**EXERCISE DATA**:

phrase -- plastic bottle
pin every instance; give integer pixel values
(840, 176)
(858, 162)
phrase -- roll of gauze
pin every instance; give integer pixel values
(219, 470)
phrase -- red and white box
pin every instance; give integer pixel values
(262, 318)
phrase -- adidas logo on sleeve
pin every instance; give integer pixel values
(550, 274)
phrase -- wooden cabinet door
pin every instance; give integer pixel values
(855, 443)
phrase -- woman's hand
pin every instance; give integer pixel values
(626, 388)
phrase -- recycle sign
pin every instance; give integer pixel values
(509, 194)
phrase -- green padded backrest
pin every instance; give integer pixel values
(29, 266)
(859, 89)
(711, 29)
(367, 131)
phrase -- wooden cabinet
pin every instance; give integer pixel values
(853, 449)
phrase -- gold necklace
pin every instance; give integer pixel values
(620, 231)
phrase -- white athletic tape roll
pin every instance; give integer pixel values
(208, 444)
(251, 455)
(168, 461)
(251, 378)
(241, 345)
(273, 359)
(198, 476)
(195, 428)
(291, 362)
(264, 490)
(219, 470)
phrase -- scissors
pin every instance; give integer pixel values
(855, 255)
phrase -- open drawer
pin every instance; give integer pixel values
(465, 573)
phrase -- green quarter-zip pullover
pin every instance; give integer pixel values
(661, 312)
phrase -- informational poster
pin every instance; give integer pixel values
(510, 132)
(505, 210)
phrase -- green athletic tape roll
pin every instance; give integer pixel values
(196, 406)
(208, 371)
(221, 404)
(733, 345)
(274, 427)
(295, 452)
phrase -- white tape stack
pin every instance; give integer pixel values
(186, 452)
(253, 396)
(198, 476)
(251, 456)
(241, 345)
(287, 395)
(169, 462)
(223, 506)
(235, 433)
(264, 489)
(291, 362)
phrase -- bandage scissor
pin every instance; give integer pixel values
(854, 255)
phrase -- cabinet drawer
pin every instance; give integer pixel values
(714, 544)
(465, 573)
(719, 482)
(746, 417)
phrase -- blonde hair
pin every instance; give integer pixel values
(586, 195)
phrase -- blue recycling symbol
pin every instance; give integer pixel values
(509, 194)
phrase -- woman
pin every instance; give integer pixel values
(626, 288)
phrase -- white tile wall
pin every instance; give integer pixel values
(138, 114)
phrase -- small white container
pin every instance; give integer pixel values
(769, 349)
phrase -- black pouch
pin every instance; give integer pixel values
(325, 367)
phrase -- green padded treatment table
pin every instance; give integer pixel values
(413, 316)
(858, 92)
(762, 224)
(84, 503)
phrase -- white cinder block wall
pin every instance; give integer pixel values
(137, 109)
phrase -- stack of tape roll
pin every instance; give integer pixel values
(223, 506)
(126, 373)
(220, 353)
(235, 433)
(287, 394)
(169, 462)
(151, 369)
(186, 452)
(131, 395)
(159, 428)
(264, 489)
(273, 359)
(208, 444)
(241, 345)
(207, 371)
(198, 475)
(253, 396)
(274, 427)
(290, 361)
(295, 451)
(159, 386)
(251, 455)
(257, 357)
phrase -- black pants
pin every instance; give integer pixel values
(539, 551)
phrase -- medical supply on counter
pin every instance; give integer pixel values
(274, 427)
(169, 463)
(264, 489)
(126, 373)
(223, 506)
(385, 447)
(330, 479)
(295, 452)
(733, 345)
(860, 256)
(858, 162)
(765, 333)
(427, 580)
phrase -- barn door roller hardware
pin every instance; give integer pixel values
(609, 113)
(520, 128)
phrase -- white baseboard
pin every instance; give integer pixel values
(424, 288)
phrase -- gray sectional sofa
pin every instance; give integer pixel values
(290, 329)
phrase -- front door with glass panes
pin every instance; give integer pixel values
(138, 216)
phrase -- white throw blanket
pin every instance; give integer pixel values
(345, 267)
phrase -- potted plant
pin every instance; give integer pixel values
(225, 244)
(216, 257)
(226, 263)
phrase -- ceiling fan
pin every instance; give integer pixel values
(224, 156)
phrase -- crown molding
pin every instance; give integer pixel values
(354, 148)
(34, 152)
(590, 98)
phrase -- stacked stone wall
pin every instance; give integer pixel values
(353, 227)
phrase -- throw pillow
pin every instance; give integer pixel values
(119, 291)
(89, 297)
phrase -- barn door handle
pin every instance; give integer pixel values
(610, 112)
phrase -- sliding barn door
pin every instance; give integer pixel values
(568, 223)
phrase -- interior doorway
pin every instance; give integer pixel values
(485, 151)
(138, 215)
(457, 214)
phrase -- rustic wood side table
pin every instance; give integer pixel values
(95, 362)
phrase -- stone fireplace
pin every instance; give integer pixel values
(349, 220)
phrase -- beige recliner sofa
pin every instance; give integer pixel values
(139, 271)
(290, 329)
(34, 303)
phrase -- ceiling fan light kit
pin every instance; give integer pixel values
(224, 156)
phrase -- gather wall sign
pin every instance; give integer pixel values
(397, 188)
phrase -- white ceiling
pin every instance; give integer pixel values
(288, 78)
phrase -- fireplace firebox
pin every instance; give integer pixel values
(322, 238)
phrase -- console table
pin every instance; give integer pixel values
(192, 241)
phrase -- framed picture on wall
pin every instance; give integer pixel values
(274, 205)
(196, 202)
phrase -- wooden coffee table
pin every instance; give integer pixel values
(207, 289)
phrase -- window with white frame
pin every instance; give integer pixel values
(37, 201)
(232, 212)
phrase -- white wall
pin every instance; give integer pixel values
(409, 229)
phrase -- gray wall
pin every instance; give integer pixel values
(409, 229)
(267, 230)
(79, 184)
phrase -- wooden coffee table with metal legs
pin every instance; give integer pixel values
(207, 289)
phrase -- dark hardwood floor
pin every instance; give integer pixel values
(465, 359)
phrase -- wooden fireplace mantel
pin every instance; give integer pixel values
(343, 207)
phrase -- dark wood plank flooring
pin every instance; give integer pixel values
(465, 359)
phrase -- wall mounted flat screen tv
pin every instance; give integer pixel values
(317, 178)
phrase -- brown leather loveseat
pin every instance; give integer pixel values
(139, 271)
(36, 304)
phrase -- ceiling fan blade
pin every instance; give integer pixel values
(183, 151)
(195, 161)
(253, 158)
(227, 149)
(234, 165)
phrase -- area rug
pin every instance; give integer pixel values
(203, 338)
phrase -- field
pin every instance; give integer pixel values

**YOUR TASK**: The required output is the stretch of entries above from the line containing "phrase -- red and white box" through the line containing "phrase -- recycle sign", reproduced exactly.

**ANSWER FOR THE TASK**:
phrase -- red and white box
pin every instance; give integer pixel values
(262, 318)
phrase -- adidas logo on sleeve
pin every instance; give integer pixel values
(550, 274)
phrase -- wooden cabinet door
pin every instance; give integer pixel values
(855, 443)
phrase -- woman's hand
pin every instance; give integer pixel values
(626, 388)
phrase -- recycle sign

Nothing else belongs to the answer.